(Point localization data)
_ _ _ _ _ _ _

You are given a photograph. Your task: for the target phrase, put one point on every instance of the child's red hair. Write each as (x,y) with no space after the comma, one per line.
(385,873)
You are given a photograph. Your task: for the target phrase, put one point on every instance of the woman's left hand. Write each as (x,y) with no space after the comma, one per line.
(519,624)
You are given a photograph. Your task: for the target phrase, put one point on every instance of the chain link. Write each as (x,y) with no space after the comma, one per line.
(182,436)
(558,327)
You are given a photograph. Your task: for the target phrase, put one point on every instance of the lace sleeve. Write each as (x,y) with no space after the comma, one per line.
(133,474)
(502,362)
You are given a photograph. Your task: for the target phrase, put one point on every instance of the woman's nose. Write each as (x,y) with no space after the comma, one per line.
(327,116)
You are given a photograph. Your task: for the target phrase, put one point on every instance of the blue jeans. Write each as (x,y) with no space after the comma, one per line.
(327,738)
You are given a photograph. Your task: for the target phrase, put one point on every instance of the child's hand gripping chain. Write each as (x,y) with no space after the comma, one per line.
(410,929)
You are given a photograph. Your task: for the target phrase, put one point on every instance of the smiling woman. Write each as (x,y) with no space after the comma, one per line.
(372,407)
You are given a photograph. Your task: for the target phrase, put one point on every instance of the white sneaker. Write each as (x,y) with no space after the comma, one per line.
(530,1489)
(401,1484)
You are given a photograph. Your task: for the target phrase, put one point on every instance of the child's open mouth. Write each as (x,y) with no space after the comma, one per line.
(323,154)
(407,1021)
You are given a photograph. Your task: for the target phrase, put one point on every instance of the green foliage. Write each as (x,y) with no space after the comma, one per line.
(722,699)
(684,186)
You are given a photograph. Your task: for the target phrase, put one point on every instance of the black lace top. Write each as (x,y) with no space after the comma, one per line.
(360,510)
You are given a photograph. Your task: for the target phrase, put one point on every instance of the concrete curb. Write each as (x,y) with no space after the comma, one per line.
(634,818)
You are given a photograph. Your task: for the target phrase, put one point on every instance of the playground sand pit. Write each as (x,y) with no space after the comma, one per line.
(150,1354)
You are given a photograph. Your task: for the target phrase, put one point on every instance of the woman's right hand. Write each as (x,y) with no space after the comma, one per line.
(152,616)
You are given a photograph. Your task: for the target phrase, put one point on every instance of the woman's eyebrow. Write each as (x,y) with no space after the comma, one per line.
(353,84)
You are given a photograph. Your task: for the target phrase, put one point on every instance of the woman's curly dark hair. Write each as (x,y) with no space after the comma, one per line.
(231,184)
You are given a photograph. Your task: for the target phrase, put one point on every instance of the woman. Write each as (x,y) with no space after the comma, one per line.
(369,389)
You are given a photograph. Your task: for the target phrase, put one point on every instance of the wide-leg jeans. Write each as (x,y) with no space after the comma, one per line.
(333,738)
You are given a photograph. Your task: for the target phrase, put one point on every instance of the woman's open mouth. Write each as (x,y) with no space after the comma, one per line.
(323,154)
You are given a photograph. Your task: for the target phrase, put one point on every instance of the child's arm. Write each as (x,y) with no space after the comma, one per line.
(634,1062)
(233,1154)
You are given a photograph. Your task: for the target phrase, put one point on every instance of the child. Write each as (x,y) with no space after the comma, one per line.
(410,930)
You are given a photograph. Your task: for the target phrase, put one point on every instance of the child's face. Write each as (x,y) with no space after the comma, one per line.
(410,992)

_ _ _ _ _ _ _

* [ACTIVITY]: Having found the line with "the child's arm.", transcribe it and each line after it to the end of the entries, with no other lines.

* [THE COMPLETED TASK]:
You are given a photograph. Your task: for the target phrase, put one point on every instance of the child's arm. Write each as (x,y) with no space after the comma, one per line.
(634,1062)
(233,1154)
You are given a photograph. Your task: for the target phrase, put one point on every instance of the child. Write each as (x,y) with no space after the comma, one per line.
(410,930)
You are given a photograph. Your task: for the target phrase, put one point on every instance of the child's face. Write each as (x,y) with no space after the comma, one per line.
(410,992)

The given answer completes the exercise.